**Instruction a:**
Check the three statements below against the text on the blues. For each, answer yes or no and quote the words of the text that decide it. (i) The text calls the blues the roots of all American music. (ii) The text says romantic love is often romanticized in the blues. (iii) The text says the blues disappeared with the passing of the 20th-century figures who defined it.

**Text section:**
*****
Blues is the foundation of much American music, but it’s often seen as a legacy genre. These 12 blues artists make the case for its continuing relevance and vitality.

“The blues are the roots and the other musics are the fruits. It’s better keeping the roots alive because it means better fruits from now on. The blues are the roots of all American music. As long as American music survives, so will the blues.”

Willie Dixon

“Fearless, unadorned realism is a distinctive feature of the blues. Their representations of sexual relationships are not constructed in accordance with the sentimentality of the American popular song tradition. Romantic love is seldom romanticized in the blues.”

Angela Davis

“If you don’t know the blues… there’s no point in picking up the guitar and playing rock and roll or any other form of popular music.”

Keith Richards

Blues is the foundation of so much American music, but it’s often pegged as a “legacy” genre, not a vital, contemporary one. What Willie Dixon called “the fruits”—R&B, soul, rock ‘n roll, funk, country, hip hop—long have eclipsed it in popularity and critical attention. Though broadly accurate, that assessment overlooks the fact that the blues is very much a living style that did not disappear with the passing of the 20th-century figures who defined it—Robert Johnson, Bessie Smith, Muddy Waters, Howlin’ Wolf, B.B. King, Koko Taylor, Sonny Boy Williamson, Etta James, Jimmy Reed, T-Bone Walker, Lightnin’ Hopkins, Big Mama Thornton, Elmore James, and many more.
*****
**Data shown:**
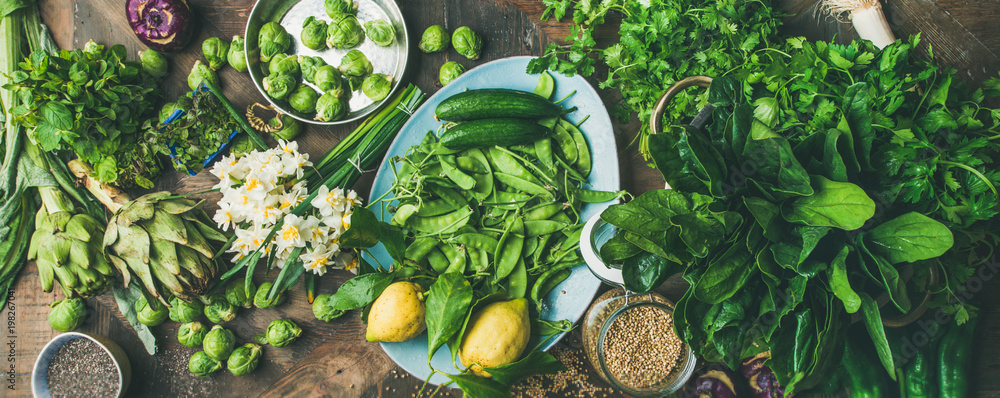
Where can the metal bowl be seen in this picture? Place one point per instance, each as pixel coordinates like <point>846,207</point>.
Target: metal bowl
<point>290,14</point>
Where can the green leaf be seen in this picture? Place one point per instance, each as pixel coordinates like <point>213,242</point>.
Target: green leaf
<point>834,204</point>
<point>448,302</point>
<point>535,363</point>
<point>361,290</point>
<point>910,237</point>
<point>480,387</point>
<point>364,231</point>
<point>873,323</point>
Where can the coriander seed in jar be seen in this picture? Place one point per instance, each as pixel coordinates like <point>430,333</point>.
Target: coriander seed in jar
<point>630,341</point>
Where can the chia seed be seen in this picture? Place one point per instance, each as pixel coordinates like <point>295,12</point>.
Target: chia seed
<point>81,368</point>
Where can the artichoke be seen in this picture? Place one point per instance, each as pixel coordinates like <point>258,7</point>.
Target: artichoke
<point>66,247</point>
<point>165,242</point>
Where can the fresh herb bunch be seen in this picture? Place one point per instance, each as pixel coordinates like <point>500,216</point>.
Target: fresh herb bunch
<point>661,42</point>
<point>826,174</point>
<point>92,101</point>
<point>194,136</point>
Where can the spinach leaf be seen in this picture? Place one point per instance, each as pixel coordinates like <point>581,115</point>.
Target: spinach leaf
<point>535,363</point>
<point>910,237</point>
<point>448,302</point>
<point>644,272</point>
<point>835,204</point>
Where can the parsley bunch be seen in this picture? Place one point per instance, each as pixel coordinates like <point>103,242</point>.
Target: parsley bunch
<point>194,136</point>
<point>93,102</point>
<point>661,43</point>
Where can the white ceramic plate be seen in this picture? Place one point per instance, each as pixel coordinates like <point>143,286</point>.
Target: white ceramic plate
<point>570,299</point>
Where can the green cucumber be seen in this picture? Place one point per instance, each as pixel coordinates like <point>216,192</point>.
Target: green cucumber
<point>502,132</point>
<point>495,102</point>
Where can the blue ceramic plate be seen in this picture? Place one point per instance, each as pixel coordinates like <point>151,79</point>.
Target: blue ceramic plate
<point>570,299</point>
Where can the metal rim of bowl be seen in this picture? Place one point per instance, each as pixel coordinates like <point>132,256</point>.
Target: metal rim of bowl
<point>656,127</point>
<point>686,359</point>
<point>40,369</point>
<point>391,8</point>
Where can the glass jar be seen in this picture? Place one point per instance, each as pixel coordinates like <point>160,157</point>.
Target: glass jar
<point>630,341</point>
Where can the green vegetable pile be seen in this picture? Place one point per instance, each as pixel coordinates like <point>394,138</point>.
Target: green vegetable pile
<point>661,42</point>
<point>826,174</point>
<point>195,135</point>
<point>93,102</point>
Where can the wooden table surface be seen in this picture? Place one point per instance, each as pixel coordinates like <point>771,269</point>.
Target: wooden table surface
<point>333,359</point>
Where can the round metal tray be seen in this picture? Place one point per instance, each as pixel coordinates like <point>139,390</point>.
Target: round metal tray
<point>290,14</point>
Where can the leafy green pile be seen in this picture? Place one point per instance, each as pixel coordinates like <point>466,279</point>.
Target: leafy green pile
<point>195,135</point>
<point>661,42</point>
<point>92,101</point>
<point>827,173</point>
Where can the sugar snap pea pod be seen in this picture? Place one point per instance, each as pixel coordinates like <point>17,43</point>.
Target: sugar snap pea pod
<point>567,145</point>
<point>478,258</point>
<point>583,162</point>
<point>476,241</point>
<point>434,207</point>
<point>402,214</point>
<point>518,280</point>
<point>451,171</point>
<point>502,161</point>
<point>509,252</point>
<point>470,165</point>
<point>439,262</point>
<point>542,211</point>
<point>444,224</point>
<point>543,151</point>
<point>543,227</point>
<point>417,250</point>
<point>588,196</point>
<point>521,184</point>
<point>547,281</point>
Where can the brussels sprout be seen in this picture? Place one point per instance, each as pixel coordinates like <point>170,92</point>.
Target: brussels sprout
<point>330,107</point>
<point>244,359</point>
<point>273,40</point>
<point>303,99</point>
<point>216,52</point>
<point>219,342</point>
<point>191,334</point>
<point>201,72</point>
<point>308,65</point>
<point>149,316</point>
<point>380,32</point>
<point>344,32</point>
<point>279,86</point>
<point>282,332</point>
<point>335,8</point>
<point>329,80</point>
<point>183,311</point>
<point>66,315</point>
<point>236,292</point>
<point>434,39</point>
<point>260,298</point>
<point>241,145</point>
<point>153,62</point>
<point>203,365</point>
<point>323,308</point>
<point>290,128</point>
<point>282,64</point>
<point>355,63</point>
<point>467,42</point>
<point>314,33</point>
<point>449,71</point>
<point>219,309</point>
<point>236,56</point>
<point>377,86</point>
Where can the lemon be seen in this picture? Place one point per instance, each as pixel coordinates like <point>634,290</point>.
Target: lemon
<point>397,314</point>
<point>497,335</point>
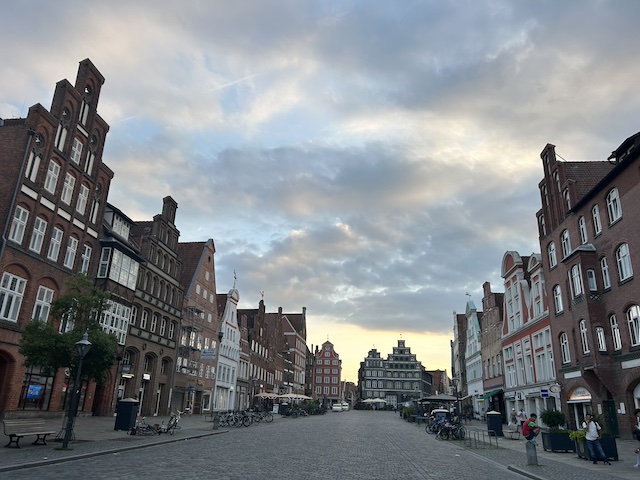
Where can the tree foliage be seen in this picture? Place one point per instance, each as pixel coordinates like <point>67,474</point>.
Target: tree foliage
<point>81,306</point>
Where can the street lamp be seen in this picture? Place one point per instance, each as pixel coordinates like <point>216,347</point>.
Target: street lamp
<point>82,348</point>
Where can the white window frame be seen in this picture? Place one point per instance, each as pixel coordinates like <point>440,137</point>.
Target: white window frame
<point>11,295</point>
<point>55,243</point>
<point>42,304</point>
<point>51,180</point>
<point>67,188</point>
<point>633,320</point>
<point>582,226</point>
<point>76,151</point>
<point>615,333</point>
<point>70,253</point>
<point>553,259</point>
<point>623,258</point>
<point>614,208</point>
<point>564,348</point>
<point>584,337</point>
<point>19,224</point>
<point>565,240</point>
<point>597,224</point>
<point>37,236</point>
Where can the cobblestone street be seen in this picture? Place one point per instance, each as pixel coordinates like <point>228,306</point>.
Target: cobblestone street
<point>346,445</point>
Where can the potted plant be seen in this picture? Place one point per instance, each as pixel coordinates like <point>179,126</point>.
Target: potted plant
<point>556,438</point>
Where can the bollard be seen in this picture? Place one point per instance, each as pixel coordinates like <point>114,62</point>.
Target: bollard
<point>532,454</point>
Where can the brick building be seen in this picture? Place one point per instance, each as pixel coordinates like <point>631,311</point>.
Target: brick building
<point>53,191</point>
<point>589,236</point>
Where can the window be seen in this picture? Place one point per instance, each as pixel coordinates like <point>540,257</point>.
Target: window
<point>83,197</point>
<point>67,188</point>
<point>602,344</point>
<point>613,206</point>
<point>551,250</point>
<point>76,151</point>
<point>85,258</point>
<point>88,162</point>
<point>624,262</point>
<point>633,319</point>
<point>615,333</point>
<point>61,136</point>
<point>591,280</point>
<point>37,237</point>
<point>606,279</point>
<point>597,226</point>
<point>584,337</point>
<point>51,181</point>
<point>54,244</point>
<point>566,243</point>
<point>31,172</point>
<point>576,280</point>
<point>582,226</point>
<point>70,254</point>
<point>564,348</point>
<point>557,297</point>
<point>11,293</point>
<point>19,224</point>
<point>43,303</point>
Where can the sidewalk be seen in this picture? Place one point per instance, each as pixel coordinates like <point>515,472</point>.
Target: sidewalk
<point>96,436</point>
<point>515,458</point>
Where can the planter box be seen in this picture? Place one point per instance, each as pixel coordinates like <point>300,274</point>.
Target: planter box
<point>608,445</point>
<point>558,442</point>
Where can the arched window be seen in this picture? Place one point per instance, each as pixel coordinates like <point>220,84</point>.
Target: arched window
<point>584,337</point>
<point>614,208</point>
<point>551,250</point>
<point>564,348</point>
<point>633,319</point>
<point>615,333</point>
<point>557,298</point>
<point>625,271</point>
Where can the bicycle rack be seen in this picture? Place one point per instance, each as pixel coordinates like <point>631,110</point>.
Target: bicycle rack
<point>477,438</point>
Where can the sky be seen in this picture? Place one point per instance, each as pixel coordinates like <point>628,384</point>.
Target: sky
*****
**Instruction b:**
In the records, change "metal" to "steel" from the line with "Where can the round" up to and including the line with "<point>827,173</point>". Give those lines again, with everything else left as it is.

**Full answer a:**
(i) Yes: "The blues are the roots of all American music."
(ii) No: "Romantic love is seldom romanticized in the blues."
(iii) No: "the blues is very much a living style that did not disappear with the passing of the 20th-century figures who defined it"

**Full answer b:**
Where can the round steel tray be seen in this picture? Place one point per instance, each as pixel coordinates like <point>139,390</point>.
Target: round steel tray
<point>290,14</point>
Where can the leafy green pile be seen in this picture? Place one point per instance, each as pixel coordinates like <point>466,279</point>.
Target: leafy green pile
<point>195,135</point>
<point>661,42</point>
<point>92,101</point>
<point>827,173</point>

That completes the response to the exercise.